→ **The task**:
The whole listing below needs to be retyped without a single change.
======== Provided material ========
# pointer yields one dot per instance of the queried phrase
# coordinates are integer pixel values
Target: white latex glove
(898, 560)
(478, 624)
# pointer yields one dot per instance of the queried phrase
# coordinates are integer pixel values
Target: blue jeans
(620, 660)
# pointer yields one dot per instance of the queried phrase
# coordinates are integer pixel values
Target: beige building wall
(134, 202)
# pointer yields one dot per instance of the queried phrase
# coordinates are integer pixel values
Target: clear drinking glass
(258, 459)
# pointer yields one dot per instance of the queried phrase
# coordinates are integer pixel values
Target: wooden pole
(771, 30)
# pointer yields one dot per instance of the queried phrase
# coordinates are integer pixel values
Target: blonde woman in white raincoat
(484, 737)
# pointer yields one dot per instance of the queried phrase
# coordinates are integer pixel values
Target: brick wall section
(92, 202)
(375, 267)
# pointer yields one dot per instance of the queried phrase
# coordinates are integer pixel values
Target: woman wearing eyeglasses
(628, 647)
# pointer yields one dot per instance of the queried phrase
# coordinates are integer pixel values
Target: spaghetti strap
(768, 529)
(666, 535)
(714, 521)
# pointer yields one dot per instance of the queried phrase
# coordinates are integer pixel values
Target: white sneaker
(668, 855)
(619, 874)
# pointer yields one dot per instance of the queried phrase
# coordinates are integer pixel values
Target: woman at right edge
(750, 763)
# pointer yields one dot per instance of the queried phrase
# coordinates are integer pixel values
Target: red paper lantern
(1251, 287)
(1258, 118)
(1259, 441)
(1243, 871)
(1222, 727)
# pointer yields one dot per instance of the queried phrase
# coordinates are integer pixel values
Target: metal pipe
========
→ **Output for this task**:
# pointer yields one dot per instance of the queried phrase
# coordinates are integer pixel values
Target: white latex glove
(898, 560)
(478, 624)
# pointer yields one dot per instance of the queried phrase
# coordinates are integer pixel values
Target: blue jeans
(620, 660)
# pointer yields one dot per instance of the queried phrase
# coordinates are integer pixel values
Target: beige building wall
(134, 202)
# pointer yields one dot per instance of the queried phrase
# coordinates are integer pixel values
Target: clear drinking glass
(258, 459)
# pointer yields one dot per instance of the queried phrase
# coordinates are integer pixel values
Target: wooden pole
(771, 30)
# pointer yields one dot per instance of the queried phrase
# coordinates are integer pixel values
Target: blonde woman in white raincoat
(484, 737)
# pointer yields one dot per instance of the queried phrase
# coordinates are integer pixel values
Target: brick wall section
(92, 202)
(375, 267)
# pointer yields one dot per instance of the queried phrase
# coordinates are integer pixel values
Target: woman wearing eyeglasses
(628, 647)
# pointer yields one dot per instance of the queried phrase
# coordinates are integer pixel values
Target: spaghetti strap
(768, 529)
(666, 535)
(714, 521)
# pointer yields one dot per instance of the queried phrase
# coordinates are integer pixel values
Target: white sneaker
(668, 855)
(619, 874)
# pointer yields one dot per instance of the queried phrase
# coordinates are integer pixel values
Target: woman at right edge
(750, 763)
# pointer yields one dot per instance of the queried phrase
# coordinates are integer pixel values
Target: red paper lantern
(1251, 287)
(1258, 118)
(1259, 441)
(1243, 871)
(1222, 727)
# pointer yields one dot per instance of the queried phrase
# coordinates are integer pixel values
Target: metal pipe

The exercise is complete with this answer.